VACUUM CLEANER EQUIPPED WITH SUCTION RELIEF NOZZLE ASSEMBLY

Abstract

A vacuum cleaner includes a body having a canister assembly and a nozzle assembly. A suction generator and dirt collection vessel are carried on the body. Further the nozzle assembly includes a housing including a bottom plate and an agitator cavity. A rotary agitator is held in the agitator cavity. A suction relief inlet is provided in the housing above the bottom plate. A passageway is also provided for directing air from the suction relief inlet to the agitator cavity adjacent the bottom plate.

Description

This utility patent application claims the benefit of priority in U.S. Provisional Patent Application Ser. Nos. 61/900,073 filed on Nov. 5, 2013; 61/941,110 filed on Feb. 18, 2014; and 61/972,544 filed on Mar. 31, 2014, the entirety of all disclosures of which are incorporated herein by reference.

TECHNICAL FIELD

This document relates generally to the floor care equipment field and, more particularly, to a vacuum cleaner equipped with a suction relief nozzle assembly which maintains proper airflow through the suction inlet of the vacuum cleaner even when the base plate of the nozzle assembly is sealed around the agitator cavity inlet opening by an underlying carpet or other surface being cleaned.

BACKGROUND

Floor care cleaning equipment such as central vacuum cleaners, canister vacuum cleaners and upright vacuum cleaners have long been known in the art. Such vacuum cleaners incorporate a fan and motor assembly that generates negative air pressure to draw dirt and debris into the vacuum cleaner. Many incorporate a nozzle assembly equipped with a rotary agitator that beats dirt and debris from the nap of an underlying carpet or rug in order to provide additional cleaning action. Entrained dirt and debris are removed from the airstream and collected in a dirt collection vessel such as a dirt cup or dust bag constructed of porous filter material. Some vacuum cleaners rely strictly upon bags or filters to clean dirt and debris from the airstream while others also utilize cyclonic airflow principles.

At certain times during operation, the bottom plate of the nozzle assembly may have a tendency to seal against the surface being cleaned thereby restricting airflow through the vacuum cleaner. This compromises cleaning efficiency and generates excessive intra-nozzle suction making it very difficult to push and pull the vacuum cleaner nozzle back-and-forth across the surface being cleaned. This document relates to a vacuum cleaner equipped with a suction relief valve to maintain proper airflow through the vacuum cleaner for maximum cleaning efficiency, while preventing the bottom plate from sealing against the surface being cleaned. In this way the new vacuum cleaner affords easy push/pull of the nozzle assembly.

_Records of labeled points_
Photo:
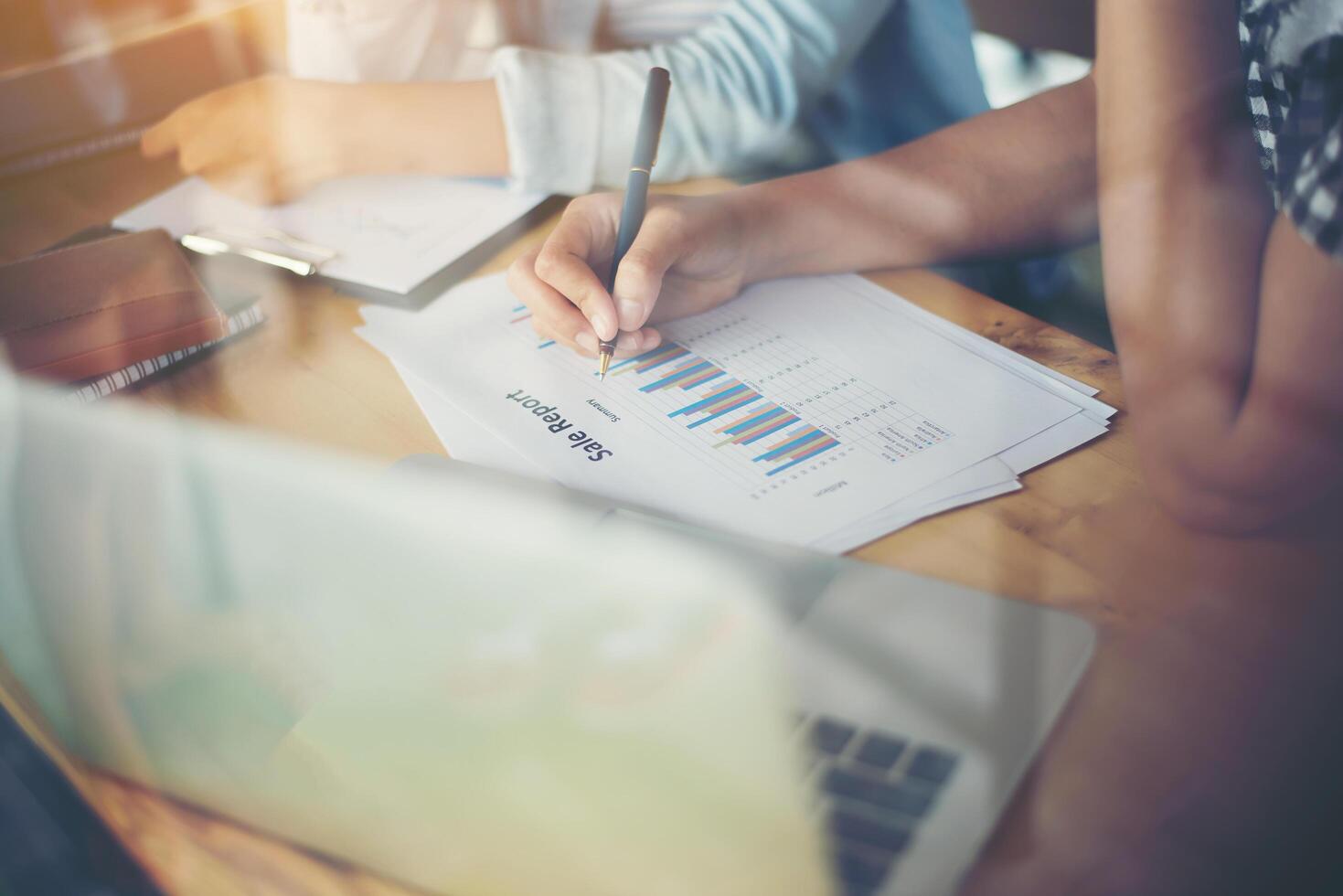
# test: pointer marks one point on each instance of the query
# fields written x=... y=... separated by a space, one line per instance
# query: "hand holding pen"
x=689 y=254
x=637 y=186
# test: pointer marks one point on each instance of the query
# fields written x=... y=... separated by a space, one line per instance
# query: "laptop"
x=478 y=684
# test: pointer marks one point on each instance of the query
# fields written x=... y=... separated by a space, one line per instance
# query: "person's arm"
x=553 y=121
x=739 y=85
x=1010 y=182
x=1229 y=324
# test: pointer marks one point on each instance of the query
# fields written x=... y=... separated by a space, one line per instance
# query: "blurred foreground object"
x=77 y=78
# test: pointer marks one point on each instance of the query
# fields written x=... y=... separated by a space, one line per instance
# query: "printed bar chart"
x=751 y=421
x=752 y=404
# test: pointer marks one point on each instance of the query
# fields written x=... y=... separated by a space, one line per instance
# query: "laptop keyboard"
x=875 y=790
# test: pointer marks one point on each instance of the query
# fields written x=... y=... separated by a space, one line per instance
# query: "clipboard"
x=298 y=261
x=403 y=235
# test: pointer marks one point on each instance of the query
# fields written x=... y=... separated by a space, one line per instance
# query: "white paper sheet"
x=881 y=409
x=389 y=232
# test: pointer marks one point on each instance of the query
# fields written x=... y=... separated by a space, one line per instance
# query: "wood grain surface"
x=1214 y=658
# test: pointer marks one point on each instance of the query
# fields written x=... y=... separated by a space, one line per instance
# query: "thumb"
x=638 y=283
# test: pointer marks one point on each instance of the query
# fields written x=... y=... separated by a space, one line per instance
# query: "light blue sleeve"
x=739 y=88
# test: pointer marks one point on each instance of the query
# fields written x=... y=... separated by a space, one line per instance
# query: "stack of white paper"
x=819 y=411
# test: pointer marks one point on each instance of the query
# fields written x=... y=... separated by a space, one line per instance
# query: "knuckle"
x=547 y=263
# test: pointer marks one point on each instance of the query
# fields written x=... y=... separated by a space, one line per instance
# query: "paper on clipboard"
x=389 y=232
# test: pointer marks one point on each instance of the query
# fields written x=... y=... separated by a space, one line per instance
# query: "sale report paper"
x=790 y=412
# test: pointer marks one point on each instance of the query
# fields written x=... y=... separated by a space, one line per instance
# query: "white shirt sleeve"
x=739 y=85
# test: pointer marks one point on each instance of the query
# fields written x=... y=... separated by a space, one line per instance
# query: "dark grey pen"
x=637 y=186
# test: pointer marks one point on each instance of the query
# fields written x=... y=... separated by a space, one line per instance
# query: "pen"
x=637 y=186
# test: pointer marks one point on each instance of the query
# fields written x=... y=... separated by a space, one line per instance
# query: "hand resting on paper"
x=692 y=254
x=265 y=140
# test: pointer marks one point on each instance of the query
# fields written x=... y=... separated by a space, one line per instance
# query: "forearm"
x=1013 y=182
x=1219 y=308
x=424 y=128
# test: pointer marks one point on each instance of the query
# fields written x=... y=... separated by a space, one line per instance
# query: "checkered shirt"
x=1295 y=97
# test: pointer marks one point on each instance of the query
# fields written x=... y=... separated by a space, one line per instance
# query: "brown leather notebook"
x=89 y=309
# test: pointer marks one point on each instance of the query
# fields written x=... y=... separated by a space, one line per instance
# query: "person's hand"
x=690 y=255
x=265 y=140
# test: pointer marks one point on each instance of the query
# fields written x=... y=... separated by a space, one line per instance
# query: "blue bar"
x=805 y=457
x=727 y=410
x=712 y=400
x=771 y=430
x=787 y=446
x=645 y=357
x=673 y=378
x=675 y=357
x=755 y=421
x=707 y=380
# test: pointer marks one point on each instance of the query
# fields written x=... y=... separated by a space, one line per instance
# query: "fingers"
x=639 y=277
x=564 y=262
x=556 y=317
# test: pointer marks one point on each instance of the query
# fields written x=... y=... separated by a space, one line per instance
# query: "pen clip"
x=297 y=255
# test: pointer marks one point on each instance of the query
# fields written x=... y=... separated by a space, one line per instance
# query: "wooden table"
x=1196 y=756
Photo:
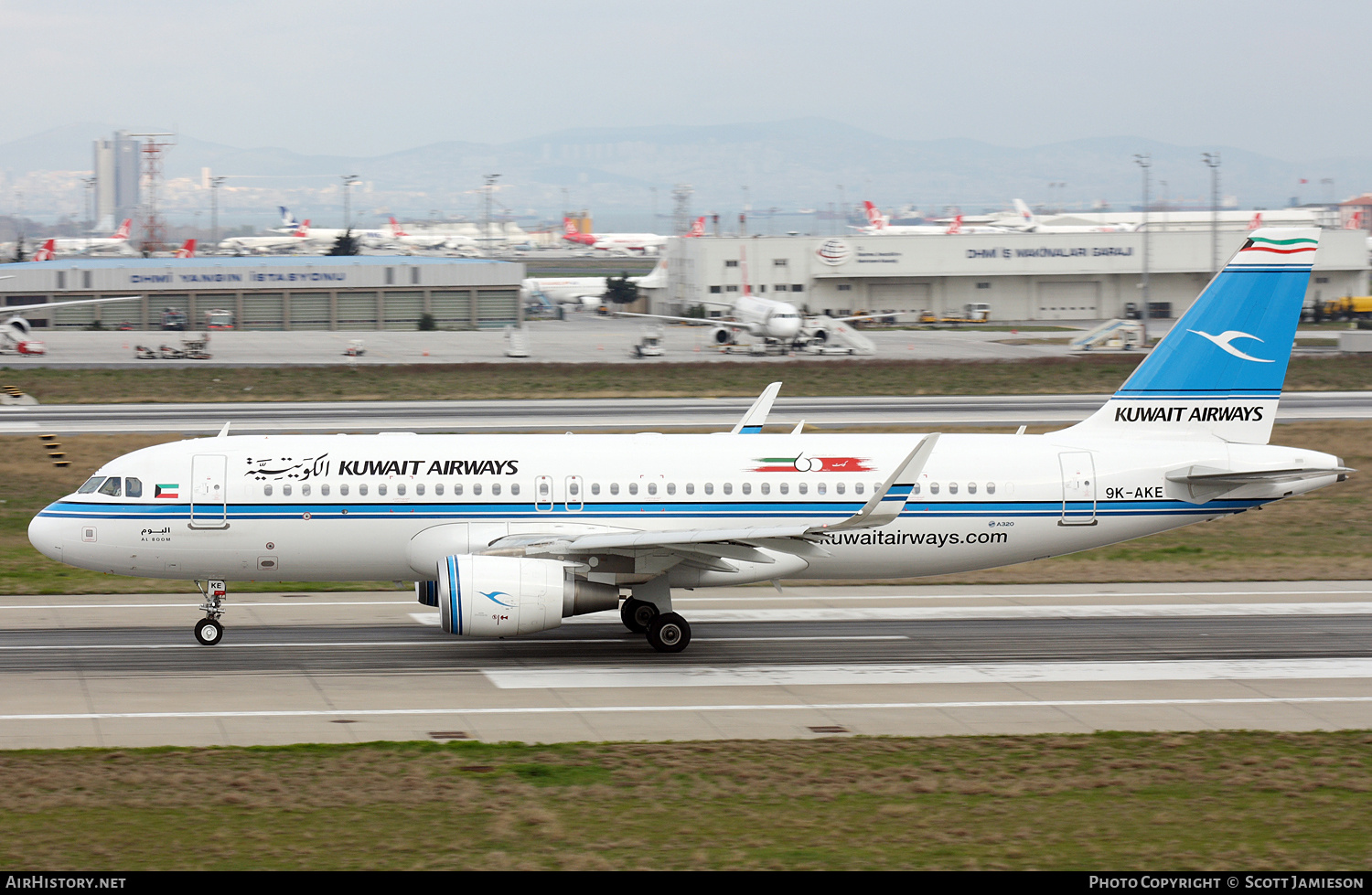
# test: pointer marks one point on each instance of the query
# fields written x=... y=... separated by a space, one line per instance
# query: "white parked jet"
x=508 y=535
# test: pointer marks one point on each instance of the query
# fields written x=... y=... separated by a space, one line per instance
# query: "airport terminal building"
x=265 y=293
x=1023 y=277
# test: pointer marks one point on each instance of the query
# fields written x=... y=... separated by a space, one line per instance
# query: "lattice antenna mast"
x=681 y=211
x=154 y=228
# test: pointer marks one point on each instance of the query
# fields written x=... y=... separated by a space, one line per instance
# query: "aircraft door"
x=209 y=491
x=1078 y=488
x=543 y=494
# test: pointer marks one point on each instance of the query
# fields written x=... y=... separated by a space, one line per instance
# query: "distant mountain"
x=788 y=164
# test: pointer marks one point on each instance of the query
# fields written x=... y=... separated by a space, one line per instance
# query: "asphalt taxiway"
x=809 y=661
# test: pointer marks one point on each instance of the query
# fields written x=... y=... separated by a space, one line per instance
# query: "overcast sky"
x=365 y=79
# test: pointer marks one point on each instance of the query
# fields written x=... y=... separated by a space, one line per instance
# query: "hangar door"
x=899 y=296
x=1075 y=301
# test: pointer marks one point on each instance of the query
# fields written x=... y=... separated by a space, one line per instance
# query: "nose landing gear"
x=209 y=631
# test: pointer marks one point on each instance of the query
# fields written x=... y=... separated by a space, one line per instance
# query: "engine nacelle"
x=16 y=328
x=502 y=596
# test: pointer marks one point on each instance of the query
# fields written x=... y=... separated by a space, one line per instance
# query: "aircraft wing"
x=21 y=309
x=693 y=321
x=756 y=416
x=729 y=543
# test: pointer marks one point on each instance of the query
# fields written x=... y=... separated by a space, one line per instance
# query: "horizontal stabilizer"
x=1199 y=484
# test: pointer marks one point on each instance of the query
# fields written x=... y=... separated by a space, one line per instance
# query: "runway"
x=910 y=661
x=593 y=414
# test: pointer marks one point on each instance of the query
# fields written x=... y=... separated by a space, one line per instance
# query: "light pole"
x=214 y=208
x=490 y=189
x=1212 y=161
x=348 y=181
x=1144 y=162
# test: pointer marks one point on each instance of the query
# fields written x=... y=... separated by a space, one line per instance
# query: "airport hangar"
x=1024 y=277
x=359 y=293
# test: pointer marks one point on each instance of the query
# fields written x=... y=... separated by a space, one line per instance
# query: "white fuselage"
x=392 y=506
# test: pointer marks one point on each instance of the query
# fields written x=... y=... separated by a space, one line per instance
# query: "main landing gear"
x=209 y=631
x=667 y=632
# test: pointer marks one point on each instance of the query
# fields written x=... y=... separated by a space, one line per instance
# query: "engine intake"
x=502 y=596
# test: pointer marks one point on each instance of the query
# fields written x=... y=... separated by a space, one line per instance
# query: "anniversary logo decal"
x=811 y=464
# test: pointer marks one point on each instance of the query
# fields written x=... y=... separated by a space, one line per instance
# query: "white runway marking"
x=839 y=706
x=985 y=673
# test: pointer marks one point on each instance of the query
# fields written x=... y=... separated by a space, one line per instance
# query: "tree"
x=620 y=290
x=346 y=244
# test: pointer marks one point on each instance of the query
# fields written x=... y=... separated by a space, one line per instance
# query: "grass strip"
x=1094 y=373
x=1217 y=801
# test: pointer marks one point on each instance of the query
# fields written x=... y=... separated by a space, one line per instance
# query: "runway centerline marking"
x=578 y=677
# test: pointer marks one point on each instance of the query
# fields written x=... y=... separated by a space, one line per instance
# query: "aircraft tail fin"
x=1218 y=373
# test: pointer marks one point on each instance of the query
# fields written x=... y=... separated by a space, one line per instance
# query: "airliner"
x=584 y=291
x=117 y=240
x=508 y=535
x=625 y=241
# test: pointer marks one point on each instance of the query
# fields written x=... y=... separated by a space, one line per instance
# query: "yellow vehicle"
x=1345 y=309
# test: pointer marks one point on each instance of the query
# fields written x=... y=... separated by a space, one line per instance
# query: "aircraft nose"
x=46 y=536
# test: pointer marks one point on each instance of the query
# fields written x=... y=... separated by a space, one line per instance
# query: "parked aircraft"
x=584 y=291
x=1029 y=224
x=633 y=243
x=117 y=240
x=509 y=533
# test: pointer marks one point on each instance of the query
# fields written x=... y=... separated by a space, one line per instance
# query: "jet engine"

_Exercise instructions_
**a.** In the vacuum cleaner patent text, where is the suction relief inlet provided?
**b.** Please extend the vacuum cleaner patent text, picking up right after its final sentence.

_Outputs for the tasks_
**a.** In the housing, above the bottom plate.

**b.**
SUMMARY

In accordance with the purposes and benefits described herein, a vacuum cleaner is provided comprising a body including a canister assembly and a nozzle assembly. A suction generator and a dirt collection vessel are both carried on that body. Further the nozzle assembly includes (a) a housing including a bottom plate and a suction cavity; (b) a suction relief inlet provided in the housing above the bottom plate; and (c) a passageway for directing air from the suction relief inlet to the suction cavity adjacent the bottom plate.

The vacuum cleaner further includes an airflow control valve for controlling the flow of air through the suction relief inlet. In at least one embodiment the suction relief inlet comprises a right side inlet on a right side of the housing and a left side inlet on a left side of the housing. More specifically, the airflow control valve comprises a first flexible and resilient flap internal to and covering the right side inlet and a second flexible and resilient flap internal to and covering the left side inlet. The two flaps are normally biased into a closed position but are displaced into an open position when the bottom plate seals against an underlying carpet or surface to be cleaned. This serves to relieve excessive intra-nozzle suction, allowing the nozzle assembly to be easily pushed and pulled back-and-forth across the carpet or surface being cleaned.

In one possible embodiment, the suction cavity comprises an agitator cavity. Further, the vacuum cleaner includes (a) a rotary agitator disposed in the agitator cavity and (b) an agitator cavity shield between the housing and the agitator. The passageway is formed between the outer surface of this agitator cavity shield and an inner surface of the housing. The passageway directs air from the suction relief inlets, ideally to the outer perimeter of the agitator cavity at a level even with or optimally and minimally just above the bottom plate.

In addition the agitator cavity shield includes a first recess at a right end and a second recess at a left end to direct airflow from the suction relief inlet toward the right and left ends of the agitator cavity. A blocking rib or air diversion channel is provided adjacent a lowermost and forwardmost edge of the agitator cavity shield for directing air toward the right and left ends of the agitator cavity. In addition the agitator cavity shield is tapered at a forward edge at the right and left ends so as to form a split discharge outlet of the passageway adjacent the ends of the agitator cavity immediately above the bottom plate whereby air from the suction relief inlet passes through the passageway and is discharged from the split discharge outlet adjacent the left and right ends of the agitator cavity so that air sweeps across the entire effective width of the agitator cavity beneath the agitator toward a centerline of the nozzle assembly to provide enhanced cleaning action.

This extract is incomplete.